Outline annotation records:
######
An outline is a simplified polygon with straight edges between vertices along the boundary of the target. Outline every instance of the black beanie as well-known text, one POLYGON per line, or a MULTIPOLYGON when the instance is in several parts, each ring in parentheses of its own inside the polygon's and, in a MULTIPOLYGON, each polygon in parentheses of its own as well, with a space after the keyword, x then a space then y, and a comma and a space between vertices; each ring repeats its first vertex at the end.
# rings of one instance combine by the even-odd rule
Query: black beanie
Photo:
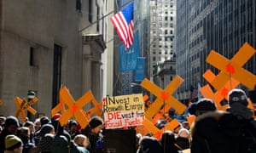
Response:
POLYGON ((44 136, 47 133, 49 133, 51 130, 55 129, 54 126, 51 124, 44 124, 41 127, 40 130, 38 131, 39 135, 41 137, 44 136))
POLYGON ((98 127, 99 125, 103 125, 103 121, 99 116, 93 116, 90 118, 89 122, 89 126, 90 128, 95 128, 98 127))
POLYGON ((213 111, 216 110, 215 104, 210 99, 201 99, 197 103, 192 104, 188 110, 189 114, 198 116, 197 112, 213 111))
POLYGON ((18 128, 20 127, 18 119, 14 116, 9 116, 6 117, 4 125, 5 125, 5 127, 9 127, 10 125, 15 125, 18 128))
POLYGON ((230 105, 232 105, 236 102, 239 102, 245 106, 248 105, 247 97, 245 92, 241 89, 234 88, 229 93, 229 104, 230 105))

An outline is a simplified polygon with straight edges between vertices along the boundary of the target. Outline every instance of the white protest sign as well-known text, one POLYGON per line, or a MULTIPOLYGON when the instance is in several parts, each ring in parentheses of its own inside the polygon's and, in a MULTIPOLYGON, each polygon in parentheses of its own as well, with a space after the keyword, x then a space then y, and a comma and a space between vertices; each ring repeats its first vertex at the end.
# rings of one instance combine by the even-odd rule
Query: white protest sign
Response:
POLYGON ((144 121, 142 94, 107 97, 102 108, 107 129, 143 125, 144 121))

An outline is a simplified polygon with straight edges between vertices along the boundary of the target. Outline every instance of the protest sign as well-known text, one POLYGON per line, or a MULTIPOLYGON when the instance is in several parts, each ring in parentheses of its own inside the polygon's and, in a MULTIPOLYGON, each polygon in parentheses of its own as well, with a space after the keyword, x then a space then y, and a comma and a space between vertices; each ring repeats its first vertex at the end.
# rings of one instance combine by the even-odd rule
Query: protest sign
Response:
POLYGON ((107 129, 138 126, 144 121, 142 94, 107 97, 102 109, 107 129))

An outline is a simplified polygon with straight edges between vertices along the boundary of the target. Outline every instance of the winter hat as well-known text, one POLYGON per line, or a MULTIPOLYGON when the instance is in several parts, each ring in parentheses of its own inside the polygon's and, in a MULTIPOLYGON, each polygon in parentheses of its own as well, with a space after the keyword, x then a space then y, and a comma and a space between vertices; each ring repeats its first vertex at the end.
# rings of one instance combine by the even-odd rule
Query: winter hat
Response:
POLYGON ((89 122, 89 126, 90 128, 95 128, 98 127, 99 125, 103 125, 103 121, 99 116, 93 116, 90 118, 89 122))
POLYGON ((9 116, 6 117, 4 125, 5 125, 5 127, 9 127, 10 125, 15 125, 18 128, 20 127, 18 119, 14 116, 9 116))
POLYGON ((43 126, 44 124, 49 124, 50 123, 49 119, 47 116, 42 116, 40 118, 40 122, 41 122, 41 126, 43 126))
POLYGON ((42 126, 41 129, 39 130, 39 135, 43 137, 46 133, 49 133, 51 130, 55 129, 54 126, 51 124, 44 124, 42 126))
POLYGON ((247 106, 248 105, 247 97, 241 89, 234 88, 229 93, 230 108, 228 111, 235 115, 239 120, 251 119, 253 111, 247 106))
POLYGON ((51 149, 51 144, 53 143, 55 136, 51 133, 45 134, 38 144, 38 148, 41 151, 49 151, 51 149))
POLYGON ((192 104, 188 109, 189 114, 195 116, 215 110, 215 104, 210 99, 201 99, 197 103, 192 104))
POLYGON ((236 102, 239 102, 245 106, 248 105, 247 94, 243 90, 239 88, 234 88, 229 93, 230 105, 232 105, 236 102))
POLYGON ((5 149, 8 150, 13 150, 15 148, 23 145, 21 139, 13 134, 7 135, 5 137, 5 149))
POLYGON ((140 145, 142 146, 139 150, 139 153, 148 152, 148 153, 155 153, 161 150, 160 143, 153 137, 144 136, 141 142, 140 145))

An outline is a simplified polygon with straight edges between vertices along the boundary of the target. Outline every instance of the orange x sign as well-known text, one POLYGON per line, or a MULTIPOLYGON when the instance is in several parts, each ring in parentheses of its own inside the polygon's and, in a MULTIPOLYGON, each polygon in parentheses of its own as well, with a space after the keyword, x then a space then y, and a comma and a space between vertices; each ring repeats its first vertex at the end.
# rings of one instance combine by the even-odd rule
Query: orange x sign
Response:
MULTIPOLYGON (((211 83, 217 76, 210 70, 207 70, 203 74, 203 77, 209 83, 211 83)), ((218 110, 225 110, 228 105, 221 105, 220 102, 224 99, 228 99, 229 92, 233 88, 236 88, 238 85, 239 85, 239 82, 237 82, 236 79, 230 78, 216 93, 213 93, 213 91, 212 90, 209 85, 206 85, 201 88, 200 91, 203 95, 203 97, 212 99, 218 110)))
MULTIPOLYGON (((83 107, 92 100, 93 104, 96 105, 96 109, 90 110, 90 112, 94 113, 98 111, 98 108, 101 106, 101 105, 97 105, 90 91, 75 101, 69 94, 68 89, 64 87, 60 90, 60 99, 63 100, 64 104, 67 106, 67 109, 62 112, 62 116, 59 120, 61 126, 65 125, 71 117, 74 117, 81 125, 81 128, 84 128, 88 125, 90 116, 83 110, 83 107)), ((58 110, 58 108, 56 108, 56 110, 58 110)), ((54 112, 56 112, 56 110, 54 110, 54 112)))
POLYGON ((29 102, 26 102, 26 99, 20 99, 19 97, 15 98, 15 104, 17 105, 17 110, 15 113, 15 116, 18 118, 20 116, 23 122, 26 122, 26 115, 25 110, 27 110, 32 115, 36 115, 37 110, 35 110, 31 106, 38 102, 38 99, 37 97, 33 98, 29 102))
POLYGON ((143 126, 153 133, 153 136, 160 139, 162 133, 166 130, 173 130, 175 128, 179 126, 179 122, 177 119, 173 119, 166 127, 159 129, 149 120, 145 118, 145 120, 143 121, 143 126))
POLYGON ((255 49, 247 42, 230 60, 212 50, 207 58, 207 62, 221 71, 211 82, 212 86, 218 90, 232 77, 253 89, 256 84, 256 76, 243 69, 242 66, 254 54, 255 49))
POLYGON ((160 110, 164 102, 174 108, 178 114, 182 114, 185 110, 186 105, 171 96, 183 82, 183 80, 181 77, 176 76, 164 90, 146 78, 142 82, 141 86, 156 96, 154 102, 145 112, 145 116, 149 121, 153 122, 154 116, 160 110))

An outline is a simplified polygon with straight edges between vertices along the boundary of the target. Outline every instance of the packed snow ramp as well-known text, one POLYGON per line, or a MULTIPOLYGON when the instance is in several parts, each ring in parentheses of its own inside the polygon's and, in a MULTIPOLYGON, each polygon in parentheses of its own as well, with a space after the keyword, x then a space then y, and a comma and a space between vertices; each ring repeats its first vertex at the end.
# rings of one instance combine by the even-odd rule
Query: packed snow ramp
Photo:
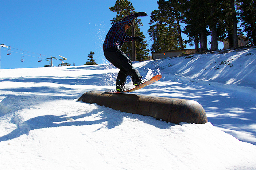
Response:
POLYGON ((91 91, 82 95, 78 99, 81 100, 121 112, 151 116, 167 122, 208 122, 205 109, 192 100, 91 91))

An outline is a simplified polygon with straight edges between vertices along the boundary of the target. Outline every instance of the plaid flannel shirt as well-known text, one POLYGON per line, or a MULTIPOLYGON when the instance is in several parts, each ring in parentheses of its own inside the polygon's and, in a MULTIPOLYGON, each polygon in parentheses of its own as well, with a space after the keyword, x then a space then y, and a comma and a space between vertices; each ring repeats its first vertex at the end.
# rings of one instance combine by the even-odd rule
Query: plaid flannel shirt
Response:
POLYGON ((104 41, 103 51, 108 48, 120 49, 125 41, 131 41, 134 40, 133 37, 126 35, 124 26, 136 17, 135 14, 131 14, 119 23, 112 25, 104 41))

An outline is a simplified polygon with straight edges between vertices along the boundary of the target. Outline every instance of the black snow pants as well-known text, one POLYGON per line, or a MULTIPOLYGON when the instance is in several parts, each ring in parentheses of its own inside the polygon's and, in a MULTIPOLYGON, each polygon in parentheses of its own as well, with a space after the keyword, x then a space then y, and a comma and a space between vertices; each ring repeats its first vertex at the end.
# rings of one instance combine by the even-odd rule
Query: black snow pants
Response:
POLYGON ((132 66, 131 60, 119 48, 107 48, 104 51, 104 55, 114 66, 120 70, 116 79, 117 85, 124 85, 126 82, 126 77, 128 75, 129 75, 132 79, 142 77, 139 70, 132 66))

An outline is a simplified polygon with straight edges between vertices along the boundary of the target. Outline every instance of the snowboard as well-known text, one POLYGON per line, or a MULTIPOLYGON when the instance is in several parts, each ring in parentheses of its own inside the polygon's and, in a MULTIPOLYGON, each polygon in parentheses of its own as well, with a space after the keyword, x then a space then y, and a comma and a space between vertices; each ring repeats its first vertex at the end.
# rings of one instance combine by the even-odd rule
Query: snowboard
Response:
POLYGON ((105 91, 107 93, 120 93, 132 92, 134 91, 137 90, 139 90, 139 89, 142 89, 142 88, 146 87, 146 86, 151 84, 151 83, 153 83, 155 82, 158 81, 159 80, 160 80, 160 78, 161 78, 162 77, 162 75, 160 74, 157 75, 156 76, 155 76, 154 77, 150 78, 147 81, 146 81, 145 82, 144 82, 141 84, 139 85, 137 87, 135 87, 134 88, 129 89, 126 91, 117 92, 116 90, 110 89, 107 89, 105 91))

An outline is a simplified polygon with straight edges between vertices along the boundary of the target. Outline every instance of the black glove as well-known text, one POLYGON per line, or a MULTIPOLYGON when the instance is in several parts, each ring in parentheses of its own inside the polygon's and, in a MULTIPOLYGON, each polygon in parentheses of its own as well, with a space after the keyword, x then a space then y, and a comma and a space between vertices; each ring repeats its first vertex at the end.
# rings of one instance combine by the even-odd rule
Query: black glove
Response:
POLYGON ((135 16, 136 16, 136 17, 137 18, 139 16, 145 16, 147 15, 148 15, 145 12, 140 12, 135 13, 135 16))
POLYGON ((143 39, 140 37, 135 37, 134 40, 136 41, 141 42, 143 41, 143 39))

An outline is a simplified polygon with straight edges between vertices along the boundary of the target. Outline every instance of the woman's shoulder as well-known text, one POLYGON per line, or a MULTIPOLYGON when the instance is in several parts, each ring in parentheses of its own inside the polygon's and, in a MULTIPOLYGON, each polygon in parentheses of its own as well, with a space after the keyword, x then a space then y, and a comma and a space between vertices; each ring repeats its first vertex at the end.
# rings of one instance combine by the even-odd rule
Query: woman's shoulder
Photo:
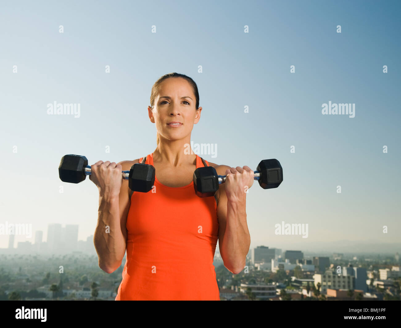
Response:
POLYGON ((219 175, 225 175, 225 171, 231 168, 231 166, 229 166, 228 165, 219 165, 215 163, 212 163, 209 161, 207 162, 209 163, 210 166, 215 168, 216 172, 217 172, 219 175))

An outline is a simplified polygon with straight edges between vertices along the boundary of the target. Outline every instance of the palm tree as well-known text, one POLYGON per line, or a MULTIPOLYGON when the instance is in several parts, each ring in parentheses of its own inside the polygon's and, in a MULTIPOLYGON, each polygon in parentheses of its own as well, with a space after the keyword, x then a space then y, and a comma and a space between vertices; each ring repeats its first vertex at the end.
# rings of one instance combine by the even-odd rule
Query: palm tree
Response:
POLYGON ((97 292, 97 290, 96 289, 96 287, 98 285, 97 284, 95 281, 92 283, 92 284, 91 285, 91 288, 92 289, 92 296, 93 298, 93 299, 95 301, 96 300, 97 295, 99 295, 99 292, 97 292))
POLYGON ((308 282, 308 285, 306 285, 306 292, 308 293, 308 296, 309 296, 309 292, 310 292, 310 286, 309 285, 309 282, 308 282))
POLYGON ((21 299, 21 295, 17 292, 10 293, 8 296, 8 300, 10 301, 19 301, 21 299))
POLYGON ((358 293, 355 297, 355 300, 362 301, 363 299, 363 295, 362 293, 358 293))
POLYGON ((246 293, 245 293, 248 296, 248 298, 251 301, 254 301, 256 299, 256 295, 255 293, 252 292, 252 290, 250 287, 247 288, 246 293))
POLYGON ((59 286, 55 283, 53 283, 51 286, 50 286, 50 288, 49 288, 49 290, 53 293, 53 299, 55 300, 56 293, 59 290, 59 286))

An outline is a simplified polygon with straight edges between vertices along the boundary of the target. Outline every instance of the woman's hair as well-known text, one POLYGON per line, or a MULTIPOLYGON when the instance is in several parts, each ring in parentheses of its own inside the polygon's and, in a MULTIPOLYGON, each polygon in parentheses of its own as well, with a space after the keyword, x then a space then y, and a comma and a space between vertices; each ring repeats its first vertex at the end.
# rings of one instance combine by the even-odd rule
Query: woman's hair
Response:
MULTIPOLYGON (((159 93, 160 84, 164 80, 169 77, 182 77, 189 82, 192 87, 192 91, 194 92, 194 94, 195 95, 195 98, 196 100, 195 108, 197 109, 199 107, 199 94, 198 91, 198 86, 196 85, 196 84, 189 76, 187 76, 186 75, 184 75, 184 74, 180 74, 179 73, 169 73, 168 74, 164 75, 161 77, 159 78, 159 79, 155 82, 154 84, 153 85, 153 86, 152 87, 152 93, 150 94, 150 107, 152 107, 152 110, 153 110, 153 106, 154 105, 154 99, 156 99, 156 96, 159 93)), ((157 144, 159 144, 158 133, 157 134, 156 142, 157 143, 157 144)))

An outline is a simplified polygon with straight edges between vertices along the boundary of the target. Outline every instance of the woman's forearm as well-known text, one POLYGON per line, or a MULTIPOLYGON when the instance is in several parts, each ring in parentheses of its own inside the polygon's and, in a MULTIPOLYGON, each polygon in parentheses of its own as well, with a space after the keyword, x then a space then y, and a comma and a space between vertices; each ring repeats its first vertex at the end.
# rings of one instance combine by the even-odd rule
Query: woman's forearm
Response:
POLYGON ((108 273, 121 264, 126 246, 121 231, 118 196, 99 195, 97 224, 93 236, 99 267, 108 273))

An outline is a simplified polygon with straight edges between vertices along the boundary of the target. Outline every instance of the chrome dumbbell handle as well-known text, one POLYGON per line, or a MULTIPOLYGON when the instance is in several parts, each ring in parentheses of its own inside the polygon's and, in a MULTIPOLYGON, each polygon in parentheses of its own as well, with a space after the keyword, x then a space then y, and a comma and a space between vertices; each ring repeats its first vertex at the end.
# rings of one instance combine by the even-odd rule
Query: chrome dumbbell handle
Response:
MULTIPOLYGON (((91 174, 91 168, 90 165, 87 165, 83 169, 83 172, 85 175, 90 175, 91 174)), ((129 171, 122 171, 121 173, 123 174, 123 177, 126 180, 128 179, 130 175, 129 171)))
MULTIPOLYGON (((255 176, 253 176, 253 180, 259 180, 260 178, 260 172, 259 171, 254 171, 253 173, 255 174, 255 176)), ((218 175, 217 177, 219 178, 219 184, 221 184, 222 183, 224 183, 225 182, 226 179, 227 178, 227 176, 218 175)))

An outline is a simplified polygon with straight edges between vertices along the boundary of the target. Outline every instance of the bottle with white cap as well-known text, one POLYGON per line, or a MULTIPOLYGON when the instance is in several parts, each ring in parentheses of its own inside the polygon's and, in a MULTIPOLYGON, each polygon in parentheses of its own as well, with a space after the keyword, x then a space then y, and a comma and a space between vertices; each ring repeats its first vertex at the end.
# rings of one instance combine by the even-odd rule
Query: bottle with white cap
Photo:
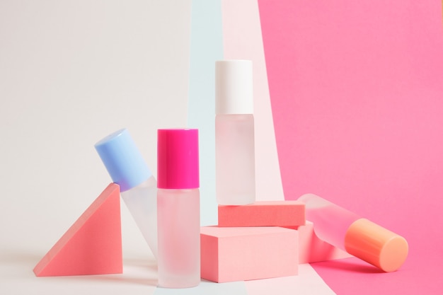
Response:
POLYGON ((252 62, 215 63, 215 177, 220 205, 255 201, 252 62))
POLYGON ((94 146, 152 253, 157 257, 157 181, 126 129, 94 146))

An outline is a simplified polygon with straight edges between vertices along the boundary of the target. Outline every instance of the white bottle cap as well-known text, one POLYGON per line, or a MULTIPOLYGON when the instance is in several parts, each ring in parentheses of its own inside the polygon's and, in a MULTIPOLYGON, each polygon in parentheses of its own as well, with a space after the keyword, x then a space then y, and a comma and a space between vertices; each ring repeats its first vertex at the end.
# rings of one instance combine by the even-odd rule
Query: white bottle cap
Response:
POLYGON ((253 114, 252 62, 215 62, 215 113, 253 114))

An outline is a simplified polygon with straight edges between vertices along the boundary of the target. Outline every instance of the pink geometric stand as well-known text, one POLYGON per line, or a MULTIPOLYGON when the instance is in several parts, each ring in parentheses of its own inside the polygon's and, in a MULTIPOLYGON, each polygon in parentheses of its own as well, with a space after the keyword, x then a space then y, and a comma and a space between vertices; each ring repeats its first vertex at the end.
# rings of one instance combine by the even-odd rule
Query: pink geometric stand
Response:
POLYGON ((120 187, 111 183, 34 268, 37 277, 123 271, 120 187))

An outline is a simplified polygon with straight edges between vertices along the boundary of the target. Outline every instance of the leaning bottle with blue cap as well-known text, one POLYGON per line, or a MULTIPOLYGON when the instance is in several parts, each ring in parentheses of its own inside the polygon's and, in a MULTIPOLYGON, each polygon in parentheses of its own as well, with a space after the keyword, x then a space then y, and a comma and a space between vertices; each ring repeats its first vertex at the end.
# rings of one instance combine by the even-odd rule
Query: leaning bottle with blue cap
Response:
POLYGON ((157 182, 126 129, 95 145, 154 255, 157 257, 157 182))

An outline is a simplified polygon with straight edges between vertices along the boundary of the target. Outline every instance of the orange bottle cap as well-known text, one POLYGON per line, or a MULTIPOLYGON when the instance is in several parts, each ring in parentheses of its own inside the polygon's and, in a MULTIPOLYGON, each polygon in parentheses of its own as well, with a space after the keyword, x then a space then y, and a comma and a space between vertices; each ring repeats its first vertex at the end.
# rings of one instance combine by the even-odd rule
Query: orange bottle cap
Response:
POLYGON ((397 270, 408 256, 408 242, 374 222, 359 219, 345 236, 346 251, 385 272, 397 270))

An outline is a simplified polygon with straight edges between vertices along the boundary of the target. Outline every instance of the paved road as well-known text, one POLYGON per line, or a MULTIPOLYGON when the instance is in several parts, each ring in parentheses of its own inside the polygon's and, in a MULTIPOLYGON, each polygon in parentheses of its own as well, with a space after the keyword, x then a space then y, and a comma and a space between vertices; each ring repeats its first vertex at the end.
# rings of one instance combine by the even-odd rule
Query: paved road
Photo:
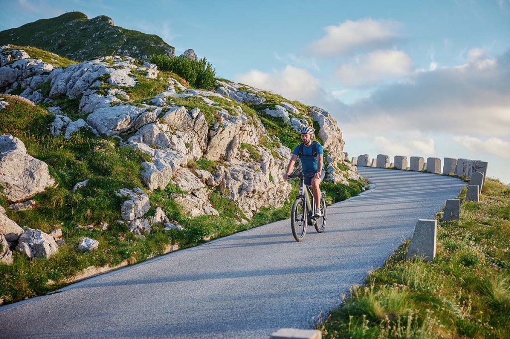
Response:
POLYGON ((311 328, 430 218, 461 180, 362 168, 376 187, 304 241, 283 220, 0 307, 0 337, 262 338, 311 328))

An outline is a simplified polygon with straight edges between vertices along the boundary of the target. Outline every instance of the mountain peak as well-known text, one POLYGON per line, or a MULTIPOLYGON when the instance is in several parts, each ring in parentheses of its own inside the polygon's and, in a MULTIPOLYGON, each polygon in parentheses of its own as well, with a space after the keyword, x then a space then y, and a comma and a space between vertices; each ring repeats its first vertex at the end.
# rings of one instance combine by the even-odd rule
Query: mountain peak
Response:
POLYGON ((115 26, 106 15, 92 19, 69 12, 0 32, 0 45, 32 46, 78 61, 110 55, 147 59, 154 54, 174 56, 160 37, 115 26))

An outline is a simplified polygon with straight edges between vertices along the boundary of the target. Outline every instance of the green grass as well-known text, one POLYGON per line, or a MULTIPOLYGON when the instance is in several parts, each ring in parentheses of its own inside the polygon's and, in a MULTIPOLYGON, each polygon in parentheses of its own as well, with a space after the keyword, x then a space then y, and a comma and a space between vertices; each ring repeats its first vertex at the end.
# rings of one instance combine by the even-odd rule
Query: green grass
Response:
POLYGON ((31 46, 11 45, 11 47, 13 49, 23 49, 29 53, 32 59, 41 59, 46 64, 50 64, 57 67, 65 68, 70 65, 76 63, 76 62, 67 58, 61 56, 51 52, 31 46))
POLYGON ((406 260, 406 241, 317 328, 326 338, 508 337, 509 204, 507 187, 488 179, 460 220, 438 222, 431 263, 406 260))
POLYGON ((119 49, 139 58, 169 51, 173 54, 173 47, 158 36, 112 27, 108 19, 103 16, 92 21, 83 13, 71 12, 0 32, 0 45, 31 46, 76 61, 115 55, 119 49))

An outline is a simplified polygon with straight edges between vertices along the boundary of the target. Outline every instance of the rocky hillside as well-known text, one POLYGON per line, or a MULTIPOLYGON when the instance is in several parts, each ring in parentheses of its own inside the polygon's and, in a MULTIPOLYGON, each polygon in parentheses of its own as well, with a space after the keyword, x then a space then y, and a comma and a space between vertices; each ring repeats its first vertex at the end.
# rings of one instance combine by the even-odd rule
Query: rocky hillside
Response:
POLYGON ((172 57, 174 52, 157 35, 115 26, 104 15, 89 19, 80 12, 0 32, 0 45, 7 44, 35 46, 78 61, 114 54, 142 59, 153 54, 172 57))
POLYGON ((303 125, 324 146, 329 202, 364 189, 319 107, 223 79, 190 88, 128 56, 56 67, 27 50, 0 48, 6 302, 288 217, 296 184, 283 175, 303 125))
######
Beginning with the line containing "the white protest" and continuing through the line containing "POLYGON ((144 121, 142", format those lines of the entries as a JSON list of strings, one string per line, with blank lines omitted.

- **Result**:
[
  "An outline is a simplified polygon with straight edges between vertices along the boundary of the target. Outline every instance of the white protest sign as well-known text, one POLYGON per line, or a MULTIPOLYGON when the instance is in several parts, each ring in parentheses of its own inside the polygon's and, in a MULTIPOLYGON, each polygon in parentheses of its own as well, with a space after the keyword, x then a space then y, and a comma and a space between vertices; each ring repeats its first vertex at the end.",
  "# rings of one instance combine by the even-odd rule",
  "Query: white protest sign",
  "Response:",
  "POLYGON ((144 121, 142 94, 107 97, 102 108, 107 129, 143 125, 144 121))"
]